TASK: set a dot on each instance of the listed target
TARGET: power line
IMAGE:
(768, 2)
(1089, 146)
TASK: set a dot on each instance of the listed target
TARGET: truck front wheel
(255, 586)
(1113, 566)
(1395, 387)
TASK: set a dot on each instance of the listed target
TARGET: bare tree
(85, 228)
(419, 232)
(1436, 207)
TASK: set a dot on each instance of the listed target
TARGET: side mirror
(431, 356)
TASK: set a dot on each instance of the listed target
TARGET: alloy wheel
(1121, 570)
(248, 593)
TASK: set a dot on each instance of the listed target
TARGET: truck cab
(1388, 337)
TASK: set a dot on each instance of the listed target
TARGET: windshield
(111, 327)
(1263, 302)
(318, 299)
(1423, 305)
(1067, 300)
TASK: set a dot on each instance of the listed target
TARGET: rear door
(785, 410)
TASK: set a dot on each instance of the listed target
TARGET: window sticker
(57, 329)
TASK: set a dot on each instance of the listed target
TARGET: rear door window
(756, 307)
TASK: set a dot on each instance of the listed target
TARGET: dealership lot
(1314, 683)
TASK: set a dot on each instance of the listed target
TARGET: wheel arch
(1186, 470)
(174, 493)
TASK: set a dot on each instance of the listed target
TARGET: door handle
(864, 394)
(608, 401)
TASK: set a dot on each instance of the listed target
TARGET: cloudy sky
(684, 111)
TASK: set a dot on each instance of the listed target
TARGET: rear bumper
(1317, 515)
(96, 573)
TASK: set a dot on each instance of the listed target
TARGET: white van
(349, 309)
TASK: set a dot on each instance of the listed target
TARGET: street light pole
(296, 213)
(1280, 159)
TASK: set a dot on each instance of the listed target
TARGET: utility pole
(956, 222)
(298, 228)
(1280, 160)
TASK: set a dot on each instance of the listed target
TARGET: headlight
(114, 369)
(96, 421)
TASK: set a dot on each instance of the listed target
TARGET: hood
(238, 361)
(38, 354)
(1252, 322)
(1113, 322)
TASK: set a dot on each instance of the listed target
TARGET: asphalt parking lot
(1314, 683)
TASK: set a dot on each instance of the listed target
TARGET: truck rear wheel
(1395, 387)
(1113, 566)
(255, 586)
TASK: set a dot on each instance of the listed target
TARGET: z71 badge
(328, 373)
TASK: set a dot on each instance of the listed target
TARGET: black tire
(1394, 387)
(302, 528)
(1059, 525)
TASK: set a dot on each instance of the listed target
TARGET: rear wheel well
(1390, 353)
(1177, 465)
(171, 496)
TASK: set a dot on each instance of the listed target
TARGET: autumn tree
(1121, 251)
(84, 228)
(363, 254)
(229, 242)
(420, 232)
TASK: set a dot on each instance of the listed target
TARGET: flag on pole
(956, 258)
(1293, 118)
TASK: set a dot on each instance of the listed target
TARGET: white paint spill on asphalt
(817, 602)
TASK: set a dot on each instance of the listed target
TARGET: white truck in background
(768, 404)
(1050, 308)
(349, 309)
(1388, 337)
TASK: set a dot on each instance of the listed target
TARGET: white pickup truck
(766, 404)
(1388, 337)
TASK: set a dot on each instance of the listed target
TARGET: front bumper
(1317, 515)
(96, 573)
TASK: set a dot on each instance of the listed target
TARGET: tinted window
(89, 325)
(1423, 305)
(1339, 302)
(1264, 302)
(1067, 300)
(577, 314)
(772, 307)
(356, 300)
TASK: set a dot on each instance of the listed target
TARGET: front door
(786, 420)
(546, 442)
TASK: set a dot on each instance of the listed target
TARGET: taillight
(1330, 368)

____

**WHAT THE EXERCISE ASKS:**
Make an exact copy of every entry.

**COMPLETED EXERCISE:**
TASK: set a dot on each instance of the listed target
TARGET: power line
IMAGE:
(768, 2)
(1089, 146)
TASK: set a dot on each instance of the listed target
TARGET: truck front wheel
(255, 586)
(1113, 566)
(1395, 387)
TASK: set a dot on each instance of the listed target
TARGET: bare tree
(85, 228)
(419, 232)
(1436, 207)
TASK: set a dot on each instance of the listed target
TARGET: side mirror
(431, 356)
TASK: set a dot on each instance of the listed target
TARGET: alloy wheel
(1121, 570)
(248, 593)
TASK: set a dot on each instance of the listed target
TARGET: truck cab
(1388, 337)
TASK: set a dot on each instance of the listed target
TARGET: windshield
(111, 327)
(1263, 302)
(318, 299)
(1423, 305)
(1067, 300)
TASK: set a dot on each instance of the listed target
TARGET: rear door
(785, 410)
TASK: set a dot on each instance of the listed target
TARGET: window sticker
(57, 329)
TASK: set a dot on each instance of the listed target
TARGET: rear door window
(756, 307)
TASK: set a dot on each instance of the listed target
TARGET: dealership lot
(1314, 683)
TASK: set a dot on each instance of the listed target
TARGET: wheel arch
(1186, 470)
(174, 493)
TASK: set a dot on each instance of the listed target
TARGET: door handle
(864, 394)
(608, 401)
TASK: set a dot on each instance of the listed target
TARGET: cloudy sky
(684, 111)
TASK: set a dot on each instance of the listed target
TARGET: rear bumper
(1317, 515)
(96, 573)
TASK: set a dot on each instance of the listed target
TARGET: white van
(349, 309)
TASK: set a dot on each instance of the listed target
TARGET: street light pole
(296, 213)
(1280, 159)
TASK: set a dot on each instance of the listed target
TARGET: utility pole
(956, 222)
(298, 228)
(1280, 160)
TASK: set a dot on each instance of the listed target
TARGET: headlight
(114, 369)
(96, 421)
TASK: set a dot on each instance of the listed target
TARGET: hood
(238, 361)
(38, 354)
(1252, 322)
(1113, 322)
TASK: set a dot on each instance of the listed target
TARGET: asphalt parking lot
(1314, 683)
TASK: set a dot on each instance of the listed target
TARGET: truck rear wheel
(1395, 387)
(1113, 566)
(255, 586)
TASK: set a dot on each instance of the listed target
TARGET: z71 badge
(328, 373)
TASK: set a dot on each instance of the listed target
TARGET: black tire
(1394, 387)
(302, 528)
(1059, 525)
TASK: set a dot on each instance of the listed target
TARGET: rear wheel well
(1390, 353)
(1177, 465)
(171, 496)
TASK: set a dot on each instance of the listed target
TARGET: autumn tree
(1121, 251)
(84, 228)
(363, 254)
(229, 242)
(420, 232)
TASK: set a dot on each instance of the listed target
TARGET: flag on pole
(956, 258)
(1293, 118)
TASK: set a dot on each instance of the listed target
TARGET: white paint spill on asphalt
(817, 602)
TASK: set a dot on each instance of the listed target
TARGET: white truck in background
(768, 404)
(1050, 308)
(349, 309)
(1388, 337)
TASK: set a dot on each instance of the listed target
TARGET: white pickup truck
(766, 404)
(1388, 337)
TASK: set a dot on each instance of the listed target
TARGET: front bumper
(1317, 515)
(96, 573)
TASK: set a dot on each instance of the listed target
TARGET: tinted window
(89, 325)
(1423, 305)
(1339, 302)
(1264, 302)
(1067, 300)
(577, 314)
(772, 307)
(356, 300)
TASK: set a dot on each instance of the listed target
TARGET: front door
(786, 420)
(546, 442)
TASK: set a dot on each instance of the listed target
TARGET: taillight
(1330, 368)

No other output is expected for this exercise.